Change "wooden handrail" to "timber railing" throughout the data, starting at the very beginning and ending with the line that contains "M 246 161 L", and leave everything else unchanged. Omit the pictures from your copy.
--- START OF Data provided ---
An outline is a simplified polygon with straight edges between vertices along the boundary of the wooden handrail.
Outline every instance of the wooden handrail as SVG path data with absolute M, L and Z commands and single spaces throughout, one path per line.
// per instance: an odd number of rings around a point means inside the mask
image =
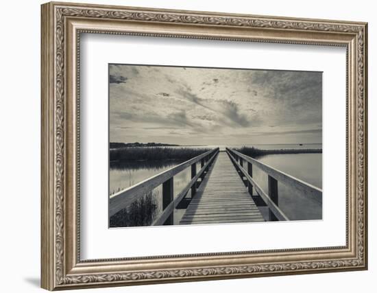
M 131 186 L 125 189 L 117 192 L 110 196 L 109 200 L 109 216 L 111 217 L 121 209 L 128 207 L 138 198 L 147 194 L 154 188 L 167 182 L 175 175 L 183 171 L 193 164 L 196 164 L 202 159 L 211 156 L 219 152 L 219 148 L 215 148 L 195 158 L 191 159 L 164 171 L 150 178 L 145 180 Z M 202 172 L 198 174 L 202 174 Z
M 171 213 L 174 211 L 174 209 L 175 209 L 175 207 L 178 205 L 181 200 L 187 194 L 188 190 L 190 190 L 190 189 L 192 188 L 193 186 L 195 185 L 196 182 L 199 178 L 202 178 L 204 170 L 208 169 L 208 167 L 210 165 L 210 164 L 216 157 L 217 153 L 218 152 L 215 152 L 215 153 L 212 155 L 207 163 L 202 167 L 200 171 L 199 171 L 199 172 L 191 179 L 188 184 L 183 189 L 181 192 L 180 192 L 177 197 L 173 199 L 171 202 L 170 202 L 169 206 L 164 209 L 161 215 L 160 215 L 160 216 L 154 220 L 152 226 L 162 225 L 164 223 L 165 223 L 166 220 L 169 218 Z M 191 194 L 191 196 L 193 196 L 193 194 Z
M 246 161 L 247 162 L 258 167 L 262 171 L 265 172 L 278 182 L 293 187 L 304 196 L 313 199 L 319 204 L 322 203 L 322 190 L 319 188 L 273 168 L 268 165 L 264 164 L 255 159 L 252 159 L 248 156 L 241 154 L 236 150 L 231 150 L 228 148 L 226 148 L 226 150 L 228 151 L 228 152 L 234 154 L 236 156 L 236 159 L 237 158 L 242 158 L 242 159 Z
M 273 200 L 270 198 L 269 195 L 267 195 L 262 188 L 256 183 L 256 182 L 253 179 L 253 178 L 248 174 L 249 172 L 247 170 L 245 169 L 241 165 L 242 163 L 240 162 L 237 162 L 237 160 L 236 158 L 234 157 L 233 154 L 231 153 L 231 150 L 227 148 L 226 150 L 228 154 L 229 155 L 229 157 L 232 160 L 234 164 L 235 164 L 238 169 L 243 174 L 243 176 L 246 177 L 246 179 L 247 179 L 247 181 L 251 183 L 251 185 L 254 187 L 255 190 L 256 191 L 256 193 L 262 198 L 263 201 L 266 203 L 266 204 L 269 207 L 269 210 L 271 212 L 273 213 L 273 215 L 276 217 L 276 219 L 279 221 L 288 221 L 289 219 L 288 217 L 283 213 L 283 211 L 278 207 L 278 204 L 276 204 Z M 249 189 L 249 191 L 250 191 Z M 250 195 L 252 195 L 252 193 L 250 194 Z

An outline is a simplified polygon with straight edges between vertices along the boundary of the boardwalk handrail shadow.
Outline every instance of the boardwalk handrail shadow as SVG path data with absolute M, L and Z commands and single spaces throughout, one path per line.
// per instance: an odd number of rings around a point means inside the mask
M 203 178 L 209 165 L 219 152 L 219 148 L 206 152 L 195 158 L 182 163 L 153 177 L 141 181 L 135 185 L 117 192 L 110 196 L 109 217 L 114 215 L 123 209 L 129 207 L 132 202 L 143 197 L 154 188 L 162 185 L 162 213 L 154 222 L 152 225 L 173 224 L 174 209 L 186 196 L 188 190 L 195 194 L 196 183 L 199 178 Z M 201 169 L 197 173 L 196 164 L 201 162 Z M 184 189 L 173 198 L 174 176 L 191 167 L 191 180 Z
M 279 171 L 255 159 L 251 158 L 236 150 L 226 148 L 229 157 L 247 180 L 249 192 L 252 196 L 254 187 L 256 193 L 269 207 L 269 220 L 270 221 L 284 221 L 289 219 L 278 207 L 278 182 L 291 187 L 304 196 L 319 204 L 322 203 L 322 190 L 291 175 Z M 247 163 L 247 168 L 243 167 L 243 161 Z M 268 175 L 268 194 L 266 194 L 252 178 L 252 166 L 255 165 Z

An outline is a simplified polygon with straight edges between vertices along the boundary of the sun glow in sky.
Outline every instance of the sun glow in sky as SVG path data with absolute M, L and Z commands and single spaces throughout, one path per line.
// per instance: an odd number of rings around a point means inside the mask
M 322 73 L 109 65 L 110 141 L 321 143 Z

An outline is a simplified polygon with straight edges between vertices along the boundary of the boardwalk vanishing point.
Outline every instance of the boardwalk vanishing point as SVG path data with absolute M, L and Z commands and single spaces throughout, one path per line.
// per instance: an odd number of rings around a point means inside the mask
M 197 171 L 199 163 L 200 169 Z M 253 178 L 253 166 L 267 174 L 267 191 Z M 188 167 L 191 181 L 174 195 L 174 176 Z M 208 151 L 112 195 L 109 215 L 162 185 L 162 211 L 152 225 L 173 224 L 175 209 L 186 210 L 179 224 L 287 221 L 278 204 L 278 182 L 321 204 L 321 189 L 227 148 L 221 152 L 219 148 Z M 268 207 L 268 217 L 263 216 L 258 207 Z

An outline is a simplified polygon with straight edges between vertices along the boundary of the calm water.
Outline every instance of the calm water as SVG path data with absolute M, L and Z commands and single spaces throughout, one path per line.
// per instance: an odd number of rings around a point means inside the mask
M 322 188 L 322 154 L 268 154 L 258 160 L 280 171 Z M 267 175 L 253 167 L 253 177 L 263 190 L 267 189 Z M 290 220 L 322 218 L 322 207 L 289 186 L 278 183 L 279 207 Z M 267 208 L 261 208 L 267 215 Z
M 232 145 L 230 148 L 240 148 L 242 145 Z M 282 145 L 250 145 L 260 149 L 296 149 L 296 148 L 321 148 L 321 144 L 282 144 Z M 226 145 L 190 146 L 190 148 L 216 148 L 225 150 Z M 177 148 L 177 147 L 173 147 Z M 185 148 L 187 148 L 185 146 Z M 294 177 L 306 181 L 317 187 L 322 187 L 322 154 L 269 154 L 258 158 L 263 163 L 276 169 L 287 173 Z M 112 194 L 125 188 L 132 186 L 156 174 L 178 165 L 182 161 L 169 161 L 167 162 L 127 162 L 117 164 L 112 163 L 110 168 L 109 193 Z M 200 169 L 200 163 L 197 170 Z M 267 187 L 267 176 L 256 167 L 253 169 L 253 176 L 259 185 L 265 191 Z M 188 183 L 191 179 L 191 169 L 187 168 L 174 176 L 174 196 L 175 197 Z M 321 219 L 321 207 L 317 203 L 305 198 L 292 190 L 291 188 L 279 184 L 279 207 L 291 220 Z M 154 190 L 154 194 L 158 203 L 156 215 L 161 212 L 162 186 Z M 191 196 L 190 191 L 188 197 Z M 267 208 L 260 208 L 264 215 L 267 215 Z M 174 224 L 178 224 L 184 213 L 184 209 L 175 209 Z

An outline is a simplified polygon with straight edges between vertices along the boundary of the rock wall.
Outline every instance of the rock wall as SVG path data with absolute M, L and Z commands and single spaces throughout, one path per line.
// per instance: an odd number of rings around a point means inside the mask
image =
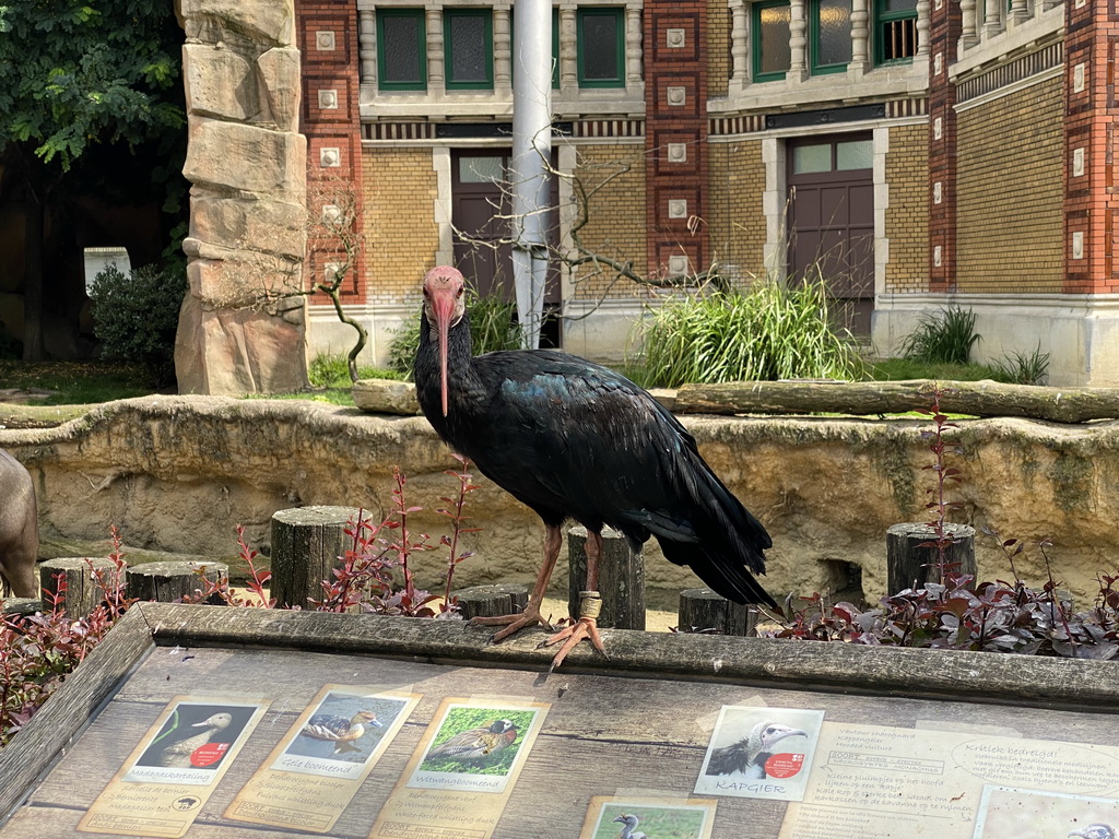
M 868 597 L 885 590 L 885 531 L 924 520 L 932 462 L 920 421 L 684 417 L 700 451 L 773 536 L 763 581 L 781 600 L 845 586 L 862 569 Z M 963 471 L 953 520 L 1004 538 L 1053 539 L 1053 574 L 1091 603 L 1099 572 L 1117 567 L 1119 422 L 1062 426 L 1026 420 L 962 422 Z M 412 525 L 444 531 L 458 483 L 446 447 L 423 417 L 363 415 L 307 402 L 144 397 L 111 403 L 56 428 L 0 430 L 0 447 L 36 480 L 44 537 L 103 539 L 116 525 L 126 544 L 182 554 L 236 553 L 234 528 L 266 546 L 272 512 L 300 505 L 392 505 L 393 469 L 407 475 Z M 469 497 L 477 555 L 457 572 L 463 585 L 535 576 L 542 528 L 527 508 L 478 475 Z M 980 576 L 1009 578 L 998 543 L 978 539 Z M 649 585 L 665 592 L 698 585 L 660 558 L 653 543 Z M 419 576 L 438 586 L 442 554 L 420 555 Z M 1016 559 L 1041 585 L 1036 549 Z M 554 579 L 566 579 L 565 571 Z M 675 604 L 675 595 L 660 597 Z M 657 601 L 656 596 L 651 597 Z
M 190 190 L 189 292 L 179 315 L 179 392 L 246 394 L 307 385 L 307 141 L 292 0 L 179 0 Z M 295 266 L 292 273 L 292 266 Z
--- END OF Data provided ---
Worked solution:
An outline is a simplified polygon with straight edges between vertices along the boundary of the timber railing.
Outline every instance of the timber railing as SVG path data with absolute M, L and Z commands and single spaces throughout, one path per line.
// per instance: an odd number of rings around a point means inside the mask
image =
M 131 186 L 125 189 L 117 192 L 110 196 L 109 200 L 109 216 L 111 217 L 121 209 L 128 207 L 138 198 L 147 194 L 154 188 L 167 182 L 175 175 L 183 171 L 193 164 L 196 164 L 202 159 L 211 156 L 219 152 L 219 148 L 215 148 L 195 158 L 191 159 L 164 171 L 150 178 L 145 180 Z M 202 172 L 198 174 L 202 174 Z
M 171 213 L 174 211 L 174 209 L 175 209 L 175 207 L 178 205 L 181 200 L 187 194 L 188 190 L 190 190 L 190 189 L 192 188 L 193 186 L 195 185 L 196 182 L 199 178 L 202 178 L 204 170 L 208 169 L 208 167 L 210 165 L 210 164 L 216 157 L 217 153 L 218 152 L 215 152 L 215 153 L 212 155 L 207 163 L 202 167 L 200 171 L 199 171 L 199 172 L 191 179 L 188 184 L 183 189 L 181 192 L 180 192 L 177 197 L 173 199 L 171 202 L 170 202 L 169 206 L 164 209 L 161 215 L 160 215 L 160 216 L 154 220 L 152 226 L 162 225 L 164 223 L 165 223 L 166 220 L 169 218 Z M 191 194 L 191 196 L 193 196 L 193 194 Z
M 246 161 L 247 162 L 258 167 L 262 171 L 265 172 L 278 182 L 293 187 L 304 196 L 313 199 L 319 204 L 322 203 L 322 190 L 319 188 L 273 168 L 268 165 L 264 164 L 255 159 L 252 159 L 248 156 L 241 154 L 236 150 L 231 150 L 228 148 L 226 148 L 226 150 L 228 151 L 228 152 L 234 154 L 236 156 L 236 159 L 237 158 L 242 158 L 242 159 Z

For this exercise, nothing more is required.